▶ _Your objective_: Copy the listing in full and exactly, omitting its images.

§ §

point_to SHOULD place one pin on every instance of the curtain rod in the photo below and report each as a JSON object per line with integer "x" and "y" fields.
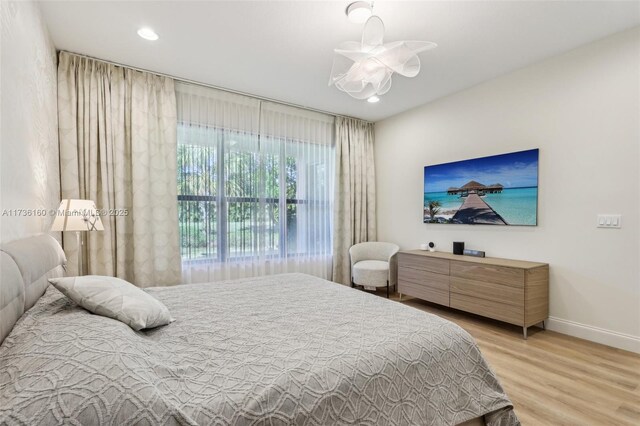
{"x": 198, "y": 83}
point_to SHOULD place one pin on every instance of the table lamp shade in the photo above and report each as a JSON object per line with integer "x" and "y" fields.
{"x": 77, "y": 215}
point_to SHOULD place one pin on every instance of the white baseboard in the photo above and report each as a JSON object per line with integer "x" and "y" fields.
{"x": 595, "y": 334}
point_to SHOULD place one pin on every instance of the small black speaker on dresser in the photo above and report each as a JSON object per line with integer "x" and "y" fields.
{"x": 458, "y": 248}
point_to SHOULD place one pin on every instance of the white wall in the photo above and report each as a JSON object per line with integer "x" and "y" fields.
{"x": 29, "y": 171}
{"x": 582, "y": 109}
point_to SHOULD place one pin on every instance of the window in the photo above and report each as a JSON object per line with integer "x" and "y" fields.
{"x": 242, "y": 195}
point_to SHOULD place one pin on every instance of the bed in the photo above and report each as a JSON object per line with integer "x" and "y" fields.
{"x": 277, "y": 350}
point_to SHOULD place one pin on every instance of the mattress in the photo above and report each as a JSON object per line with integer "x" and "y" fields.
{"x": 278, "y": 350}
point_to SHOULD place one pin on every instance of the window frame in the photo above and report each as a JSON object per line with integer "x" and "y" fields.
{"x": 221, "y": 201}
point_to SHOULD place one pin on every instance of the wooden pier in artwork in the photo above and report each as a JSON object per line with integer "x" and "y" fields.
{"x": 476, "y": 211}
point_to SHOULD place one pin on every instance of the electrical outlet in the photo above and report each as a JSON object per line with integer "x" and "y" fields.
{"x": 609, "y": 221}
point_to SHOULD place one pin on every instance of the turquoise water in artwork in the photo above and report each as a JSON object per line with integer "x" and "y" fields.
{"x": 518, "y": 206}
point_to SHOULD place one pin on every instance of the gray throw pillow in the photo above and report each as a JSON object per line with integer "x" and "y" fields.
{"x": 115, "y": 298}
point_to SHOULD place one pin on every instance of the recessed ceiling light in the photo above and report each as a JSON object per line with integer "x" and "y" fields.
{"x": 148, "y": 34}
{"x": 359, "y": 11}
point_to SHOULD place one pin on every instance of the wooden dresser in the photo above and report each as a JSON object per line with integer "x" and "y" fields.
{"x": 512, "y": 291}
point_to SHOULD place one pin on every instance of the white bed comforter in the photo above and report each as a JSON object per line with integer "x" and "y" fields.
{"x": 279, "y": 350}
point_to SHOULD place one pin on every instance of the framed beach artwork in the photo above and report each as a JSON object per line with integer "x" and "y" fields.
{"x": 495, "y": 190}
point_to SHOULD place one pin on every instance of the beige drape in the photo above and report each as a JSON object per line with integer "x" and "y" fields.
{"x": 117, "y": 132}
{"x": 355, "y": 195}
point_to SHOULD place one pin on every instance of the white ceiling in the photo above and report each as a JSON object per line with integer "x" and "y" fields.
{"x": 284, "y": 49}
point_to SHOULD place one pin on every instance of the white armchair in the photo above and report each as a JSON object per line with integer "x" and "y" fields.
{"x": 373, "y": 264}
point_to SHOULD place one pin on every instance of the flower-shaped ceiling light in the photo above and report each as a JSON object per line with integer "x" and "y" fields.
{"x": 364, "y": 69}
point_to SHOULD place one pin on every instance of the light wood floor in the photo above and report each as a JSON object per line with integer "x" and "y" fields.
{"x": 552, "y": 378}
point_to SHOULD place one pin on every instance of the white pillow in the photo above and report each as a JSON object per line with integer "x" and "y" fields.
{"x": 115, "y": 298}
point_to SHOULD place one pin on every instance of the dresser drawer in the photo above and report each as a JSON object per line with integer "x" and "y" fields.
{"x": 424, "y": 263}
{"x": 429, "y": 294}
{"x": 424, "y": 278}
{"x": 488, "y": 273}
{"x": 489, "y": 291}
{"x": 488, "y": 308}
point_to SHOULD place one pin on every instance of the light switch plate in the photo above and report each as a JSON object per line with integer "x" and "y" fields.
{"x": 609, "y": 221}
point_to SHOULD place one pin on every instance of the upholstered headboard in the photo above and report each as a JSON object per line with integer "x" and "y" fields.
{"x": 25, "y": 267}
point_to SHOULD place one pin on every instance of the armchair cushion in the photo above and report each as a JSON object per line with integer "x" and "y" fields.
{"x": 374, "y": 273}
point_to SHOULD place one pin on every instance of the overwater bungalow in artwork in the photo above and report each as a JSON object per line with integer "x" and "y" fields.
{"x": 473, "y": 187}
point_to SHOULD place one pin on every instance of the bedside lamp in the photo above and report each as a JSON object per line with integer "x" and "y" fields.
{"x": 77, "y": 216}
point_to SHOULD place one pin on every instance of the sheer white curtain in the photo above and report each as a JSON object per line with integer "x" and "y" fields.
{"x": 255, "y": 186}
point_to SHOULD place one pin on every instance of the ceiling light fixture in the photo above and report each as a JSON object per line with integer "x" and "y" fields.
{"x": 148, "y": 34}
{"x": 359, "y": 11}
{"x": 364, "y": 69}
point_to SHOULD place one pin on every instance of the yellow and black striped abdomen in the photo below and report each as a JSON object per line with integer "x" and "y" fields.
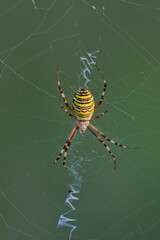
{"x": 83, "y": 105}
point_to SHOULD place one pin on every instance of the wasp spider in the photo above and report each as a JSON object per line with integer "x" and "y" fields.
{"x": 83, "y": 107}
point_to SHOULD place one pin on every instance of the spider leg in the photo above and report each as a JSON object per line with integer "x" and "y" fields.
{"x": 107, "y": 138}
{"x": 105, "y": 145}
{"x": 61, "y": 91}
{"x": 67, "y": 148}
{"x": 66, "y": 111}
{"x": 100, "y": 115}
{"x": 65, "y": 145}
{"x": 104, "y": 89}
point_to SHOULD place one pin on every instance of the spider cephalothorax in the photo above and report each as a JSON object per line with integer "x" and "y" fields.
{"x": 83, "y": 107}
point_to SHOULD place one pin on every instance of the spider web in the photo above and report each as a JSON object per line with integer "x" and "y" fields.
{"x": 91, "y": 200}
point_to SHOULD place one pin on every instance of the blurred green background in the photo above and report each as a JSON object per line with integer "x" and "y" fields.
{"x": 113, "y": 204}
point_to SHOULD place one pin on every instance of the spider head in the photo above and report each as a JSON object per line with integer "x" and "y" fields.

§ §

▶ _Solution below_:
point_to SHOULD place one pin on every instance of the curtain rod in the photo below and report each as a JSON object per line with integer "x" and "y" fields.
{"x": 198, "y": 83}
point_to SHOULD place one pin on every instance of the table lamp shade in the photo above and report each as a JSON object per line with integer "x" and "y" fields.
{"x": 77, "y": 215}
point_to SHOULD place one pin on every instance of the white baseboard in the photo above and report each as a JSON object per line with integer "x" and "y" fields.
{"x": 595, "y": 334}
point_to SHOULD place one pin on every instance of the small black speaker on dresser in the photo above and report each as a JSON object per line with integer "x" and "y" fields.
{"x": 458, "y": 248}
point_to SHOULD place one pin on every instance of the white wall in the photo above and report each as a JSON object per line with integer "x" and "y" fields.
{"x": 29, "y": 171}
{"x": 582, "y": 109}
point_to SHOULD place one pin on every instance of the window in the photo above and report each as a JSON object per line with integer "x" and "y" fields.
{"x": 242, "y": 195}
point_to SHOULD place one pin on every instance of the bed in the photo above and report each as a JSON object per line with integer "x" and "y" fields.
{"x": 277, "y": 350}
point_to SHOULD place one pin on every instance of the mattress in the photo above and report each as a JSON object per line with integer "x" and "y" fields.
{"x": 278, "y": 350}
point_to SHOULD place one pin on every instance of the window frame in the photo above and report each as a JSON object per line with integer "x" and "y" fields.
{"x": 221, "y": 201}
point_to SHOULD place one pin on every instance of the wooden pier in artwork in the photo above and report each as a JSON object per line with integer "x" and "y" fields.
{"x": 476, "y": 211}
point_to SHOULD place one pin on every instance of the electrical outlet in the photo above and report each as a JSON object per line with integer "x" and "y" fields.
{"x": 609, "y": 221}
point_to SHOULD place one pin on every instance of the turquoise water in artwork in the photo above and report each as a JSON object per line with integer "x" and "y" fields.
{"x": 518, "y": 206}
point_to SHOULD place one pin on every instance of the gray throw pillow in the photo above and report each as a JSON object per line with integer "x" and "y" fields.
{"x": 115, "y": 298}
point_to SHOULD place one pin on every instance of the recessed ceiling light in the photo above and report each as a JSON object per line with integer "x" and "y" fields.
{"x": 148, "y": 34}
{"x": 359, "y": 11}
point_to SHOULD place one pin on every instance of the wooden dresser in the photo above and report each as a JSON object per line with integer "x" and "y" fields.
{"x": 512, "y": 291}
point_to SHOULD place one pin on every instance of the white bed comforter in the photo above and report each as a JSON object per line with integer "x" and "y" fields.
{"x": 279, "y": 350}
point_to SHOULD place one pin on every instance of the framed beach artwork in the photo above and report each as a JSON object per line with integer "x" and "y" fields.
{"x": 495, "y": 190}
point_to SHOULD place one pin on every instance of the beige drape in the photo above and report each as a JSON object per line with integer "x" and "y" fields.
{"x": 117, "y": 132}
{"x": 355, "y": 195}
point_to SHOULD place one pin on every instance of the white ceiling in the photo above and report each as a JSON object per line with integer "x" and "y" fields.
{"x": 284, "y": 49}
point_to SHOULD place one pin on every instance of the white armchair in the photo above and report each as a JSON object per line with integer "x" and "y" fields.
{"x": 373, "y": 264}
point_to SHOULD place one pin on every instance of the flower-shaped ceiling light in the photo above and report each as a JSON object per line with integer "x" and "y" fields.
{"x": 364, "y": 69}
point_to SHOULD place one pin on every instance of the light wood floor in the photo above and report each as a JSON object per line with integer "x" and "y" fields.
{"x": 552, "y": 378}
point_to SHOULD place one pin on every instance of the white pillow in the photo above and report each as a JSON object per line with integer "x" and "y" fields.
{"x": 115, "y": 298}
point_to SHOULD place one pin on every instance of the dresser drawer in the photo above and report each as a JSON object per line with integer "x" and "y" fields.
{"x": 424, "y": 263}
{"x": 429, "y": 294}
{"x": 424, "y": 278}
{"x": 488, "y": 273}
{"x": 489, "y": 291}
{"x": 488, "y": 308}
point_to SHOULD place one pin on every instance of the light switch plate in the photo above and report each as a JSON object per line with integer "x" and "y" fields.
{"x": 609, "y": 221}
point_to SHOULD place one pin on every instance of the upholstered headboard in the photo above and report each as a JSON object per line with integer "x" and "y" fields.
{"x": 25, "y": 267}
point_to SHOULD place one pin on every instance of the armchair cushion in the photo above and report each as a JSON object per line with integer "x" and "y" fields.
{"x": 374, "y": 273}
point_to SHOULD place one pin on every instance of the overwater bungalow in artwork in the photo above and report each as a JSON object per line with integer "x" and "y" fields.
{"x": 473, "y": 187}
point_to SHOULD place one pin on every instance of the bedside lamp in the photo above and report each as a JSON object per line with integer "x" and "y" fields.
{"x": 77, "y": 216}
point_to SHOULD place one pin on every instance of the sheer white curtain in the photo above and report each as a JSON object per line with integer "x" and "y" fields.
{"x": 255, "y": 186}
point_to SHOULD place one pin on every instance of the ceiling light fixture in the photo above and report each as a JSON object per line with integer "x" and "y" fields.
{"x": 148, "y": 34}
{"x": 359, "y": 11}
{"x": 364, "y": 69}
point_to SHOULD place one pin on every instance of the yellow and black striped abdomen in the photo below and report each as a JSON object per line with integer "x" and "y" fields.
{"x": 83, "y": 105}
point_to SHOULD place one pin on every instance of the wasp spider in the photo above and report each as a JSON object per line with integer "x" and "y" fields.
{"x": 83, "y": 107}
point_to SHOULD place one pin on every instance of the spider leg in the photo above and report each as a JSON object per line with integer "x" and "y" fields.
{"x": 107, "y": 138}
{"x": 105, "y": 145}
{"x": 61, "y": 91}
{"x": 67, "y": 148}
{"x": 66, "y": 111}
{"x": 100, "y": 115}
{"x": 65, "y": 145}
{"x": 104, "y": 89}
point_to SHOULD place one pin on every instance of the spider cephalothorax in the photo above and report each as a JSON object per line with integer "x" and "y" fields.
{"x": 83, "y": 107}
point_to SHOULD place one pin on every instance of the spider web in the photo above and report each as a JSON object per line with integer "x" and "y" fields.
{"x": 91, "y": 200}
point_to SHOULD place one pin on every instance of the blurred green background in the photo above and report each as a JSON object per line with integer "x" and "y" fields.
{"x": 113, "y": 204}
point_to SHOULD place one pin on every instance of the spider head in the photo above and report each as a JSON object per line with integer "x" and "y" fields.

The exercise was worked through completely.